→ **TASK**:
Edit the listing below so that every "one dot per instance" becomes "one point per instance", with all other text unchanged. Omit the pictures from your answer.

→ **LISTING**:
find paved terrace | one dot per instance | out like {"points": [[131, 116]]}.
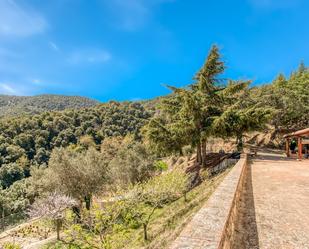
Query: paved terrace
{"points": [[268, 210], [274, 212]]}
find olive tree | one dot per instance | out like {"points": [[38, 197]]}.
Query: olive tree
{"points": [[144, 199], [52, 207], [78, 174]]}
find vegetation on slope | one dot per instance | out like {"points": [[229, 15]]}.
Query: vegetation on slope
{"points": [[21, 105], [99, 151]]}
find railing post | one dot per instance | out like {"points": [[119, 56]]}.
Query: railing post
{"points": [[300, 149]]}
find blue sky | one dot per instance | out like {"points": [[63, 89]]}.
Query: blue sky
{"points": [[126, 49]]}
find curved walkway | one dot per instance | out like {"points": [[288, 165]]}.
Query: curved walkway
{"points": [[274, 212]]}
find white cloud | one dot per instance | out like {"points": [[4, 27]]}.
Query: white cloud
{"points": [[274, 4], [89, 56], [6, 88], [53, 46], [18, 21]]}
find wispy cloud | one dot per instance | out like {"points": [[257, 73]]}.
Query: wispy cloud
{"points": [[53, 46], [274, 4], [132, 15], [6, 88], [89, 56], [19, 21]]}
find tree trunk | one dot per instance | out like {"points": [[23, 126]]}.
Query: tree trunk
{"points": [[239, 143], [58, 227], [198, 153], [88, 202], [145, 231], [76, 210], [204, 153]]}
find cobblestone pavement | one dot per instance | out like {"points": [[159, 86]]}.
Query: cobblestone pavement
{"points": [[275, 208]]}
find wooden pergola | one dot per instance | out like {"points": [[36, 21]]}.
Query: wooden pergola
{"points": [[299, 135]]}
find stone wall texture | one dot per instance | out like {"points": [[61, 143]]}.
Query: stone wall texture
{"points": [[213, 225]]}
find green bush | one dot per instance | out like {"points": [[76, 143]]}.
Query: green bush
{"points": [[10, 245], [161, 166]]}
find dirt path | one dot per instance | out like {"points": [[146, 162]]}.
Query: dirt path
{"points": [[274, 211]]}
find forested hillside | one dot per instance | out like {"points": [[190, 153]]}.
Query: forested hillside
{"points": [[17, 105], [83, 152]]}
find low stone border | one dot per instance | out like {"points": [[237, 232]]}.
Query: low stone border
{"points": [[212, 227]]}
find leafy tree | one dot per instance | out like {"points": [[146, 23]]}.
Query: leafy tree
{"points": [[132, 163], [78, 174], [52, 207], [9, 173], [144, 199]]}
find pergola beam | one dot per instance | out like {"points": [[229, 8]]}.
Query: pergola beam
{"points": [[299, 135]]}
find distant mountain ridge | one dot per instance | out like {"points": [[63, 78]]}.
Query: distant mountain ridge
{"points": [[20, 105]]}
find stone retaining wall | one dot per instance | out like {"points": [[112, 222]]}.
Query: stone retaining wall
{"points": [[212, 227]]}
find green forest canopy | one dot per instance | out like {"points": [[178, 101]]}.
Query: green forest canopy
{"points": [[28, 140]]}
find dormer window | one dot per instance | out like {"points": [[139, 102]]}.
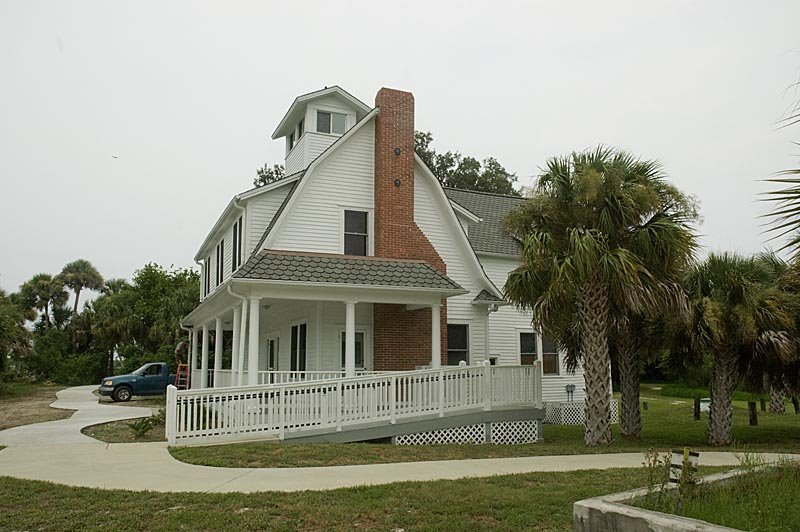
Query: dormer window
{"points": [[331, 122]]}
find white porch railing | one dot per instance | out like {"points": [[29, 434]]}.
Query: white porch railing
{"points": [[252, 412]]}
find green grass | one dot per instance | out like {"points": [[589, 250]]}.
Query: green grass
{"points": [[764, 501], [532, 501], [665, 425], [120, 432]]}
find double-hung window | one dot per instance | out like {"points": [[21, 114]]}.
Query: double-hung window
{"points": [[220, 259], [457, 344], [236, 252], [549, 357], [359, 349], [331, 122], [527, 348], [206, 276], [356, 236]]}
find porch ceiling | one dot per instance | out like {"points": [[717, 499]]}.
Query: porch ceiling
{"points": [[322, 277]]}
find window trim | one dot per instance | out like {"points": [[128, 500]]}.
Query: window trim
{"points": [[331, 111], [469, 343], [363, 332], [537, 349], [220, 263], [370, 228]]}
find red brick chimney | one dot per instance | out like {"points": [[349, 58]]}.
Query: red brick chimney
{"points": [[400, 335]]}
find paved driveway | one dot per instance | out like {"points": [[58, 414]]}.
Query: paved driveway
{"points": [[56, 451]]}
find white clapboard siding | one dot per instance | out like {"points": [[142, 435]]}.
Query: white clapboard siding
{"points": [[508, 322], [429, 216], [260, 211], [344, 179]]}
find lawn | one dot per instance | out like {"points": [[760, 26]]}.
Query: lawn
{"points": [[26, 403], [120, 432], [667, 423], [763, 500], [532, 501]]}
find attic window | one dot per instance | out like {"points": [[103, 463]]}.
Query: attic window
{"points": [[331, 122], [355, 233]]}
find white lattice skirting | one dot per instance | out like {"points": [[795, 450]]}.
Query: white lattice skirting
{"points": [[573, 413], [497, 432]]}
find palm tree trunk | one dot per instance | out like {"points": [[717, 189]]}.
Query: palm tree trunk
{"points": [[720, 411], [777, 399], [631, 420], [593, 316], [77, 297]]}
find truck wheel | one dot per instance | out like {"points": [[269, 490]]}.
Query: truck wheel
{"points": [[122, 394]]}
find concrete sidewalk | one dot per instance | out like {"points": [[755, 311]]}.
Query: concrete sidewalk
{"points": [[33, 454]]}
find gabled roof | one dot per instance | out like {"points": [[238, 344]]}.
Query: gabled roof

→ **CORRECT RESULT**:
find paved terrace | one point per instance | out like {"points": [[131, 116]]}.
Query: paved terrace
{"points": [[268, 210], [274, 212]]}
find olive tree | one point per instance | out like {"points": [[38, 197]]}.
Query: olive tree
{"points": [[144, 199], [52, 207], [78, 174]]}
find vegetation on slope | one point per instance | out like {"points": [[229, 15]]}.
Query: vegetation on slope
{"points": [[21, 105], [99, 151]]}
find railing post | one point per instance | out like {"points": [[119, 56]]}.
Query: railing post
{"points": [[300, 149]]}
find blue sky | one point per instance | out like {"points": [[63, 89]]}.
Query: blue sky
{"points": [[126, 49]]}
find curved walkway | one point per instance | out like {"points": [[288, 165]]}.
Query: curved walkway
{"points": [[274, 212]]}
find white cloud | one point per instance | out like {"points": [[4, 27]]}.
Query: white cloud
{"points": [[274, 4], [89, 56], [6, 88], [53, 46], [18, 21]]}
find wispy cloud | one point per instance | out like {"points": [[257, 73]]}.
Query: wispy cloud
{"points": [[53, 46], [274, 4], [132, 15], [6, 88], [89, 56], [19, 21]]}
find tree trunk | one point per instance | out like {"points": [[23, 126]]}.
Query: tree trunk
{"points": [[239, 143], [58, 227], [198, 153], [88, 202], [145, 231], [76, 210], [204, 153]]}
find cobblestone pavement | one point per instance | out like {"points": [[159, 86]]}.
Query: cobblestone pavement
{"points": [[275, 208]]}
find wooden pergola | one point per instance | out like {"points": [[36, 21]]}.
Query: wooden pergola
{"points": [[299, 135]]}
find stone wall texture | one point per instance | out like {"points": [[61, 143]]}.
Query: stone wall texture
{"points": [[213, 225]]}
find green bush | one point per instance | out like {"points": [[76, 143]]}.
Query: green bush
{"points": [[10, 245], [161, 166]]}
find dirt path | one point per instance | out like {"points": [[146, 162]]}.
Query: dirt path
{"points": [[274, 211]]}
find forested hillside | one point per instance | out like {"points": [[190, 153]]}.
Query: forested hillside
{"points": [[17, 105], [83, 152]]}
find low stone border | one point per instance | out like {"points": [[237, 232]]}.
Query: low stone border
{"points": [[212, 227]]}
find leafy tree | one point per instance | out like {"points": [[146, 23]]}.
Query: leafy tree
{"points": [[132, 163], [78, 174], [52, 207], [9, 173], [144, 199]]}
find pergola beam | one point per instance | out like {"points": [[229, 8]]}.
Query: pergola beam
{"points": [[299, 135]]}
find distant mountain ridge | one point per instance | out like {"points": [[63, 78]]}.
Query: distant mountain ridge
{"points": [[20, 105]]}
find stone retaining wall | one point per instance | out like {"points": [[112, 222]]}.
Query: stone retaining wall
{"points": [[212, 227]]}
find green forest canopy | one point per instance | out like {"points": [[178, 101]]}.
Query: green forest canopy
{"points": [[28, 140]]}
find dormer window | one point per instance | out like {"points": [[139, 102]]}.
Query: dormer window
{"points": [[331, 122]]}
find white porch railing | one point per instance | out like {"points": [[29, 434]]}.
Query: white porch railing
{"points": [[252, 412]]}
find green grass | one point per instance | out like {"points": [[589, 250]]}.
Query: green grass
{"points": [[764, 501], [532, 501], [665, 425], [120, 432]]}
find double-hung window | one point per instance | out like {"points": [[21, 114]]}.
Query: double-hung window
{"points": [[220, 259], [457, 344], [236, 252], [549, 357], [359, 349], [331, 122], [527, 348], [206, 276], [356, 236]]}
find porch ceiling | one point per instance | out like {"points": [[717, 499]]}.
Query: porch ceiling
{"points": [[322, 277]]}
find window trim | one point per instance | out like {"points": [[128, 500]]}.
Query: window trim
{"points": [[331, 111], [469, 343], [363, 332], [537, 349], [220, 263], [370, 228]]}
find red brick chimney | one point per instance | out like {"points": [[349, 58]]}.
Query: red brick chimney
{"points": [[400, 335]]}
find paved driveway | one point per instance | out like {"points": [[58, 414]]}.
Query: paved driveway
{"points": [[56, 451]]}
find white clapboard siding | one point per instance | out like {"points": [[142, 435]]}.
Query: white clapboard siding
{"points": [[508, 322], [429, 216], [260, 211], [344, 179]]}
find lawn | one point per instance | out like {"points": [[760, 26]]}.
Query: lawn
{"points": [[26, 403], [120, 432], [667, 423], [763, 500], [532, 501]]}
find attic window | one point per instance | out like {"points": [[103, 463]]}.
Query: attic window
{"points": [[331, 122], [355, 233]]}
find white lattice skirting | one point per instance | out like {"points": [[795, 450]]}.
Query: white lattice skirting
{"points": [[573, 413], [497, 432]]}
find palm tree trunk | one point per instance | out like {"points": [[717, 189]]}.
Query: palm tree trunk
{"points": [[720, 411], [777, 399], [631, 420], [593, 316], [77, 297]]}
find truck wheel | one point per instance | out like {"points": [[269, 490]]}.
Query: truck wheel
{"points": [[122, 394]]}
find concrete sidewalk | one point per instance | out like {"points": [[755, 311]]}.
Query: concrete sidewalk
{"points": [[33, 454]]}
find gabled roof | one point per instance | out like {"points": [[238, 344]]}.
Query: gabled roof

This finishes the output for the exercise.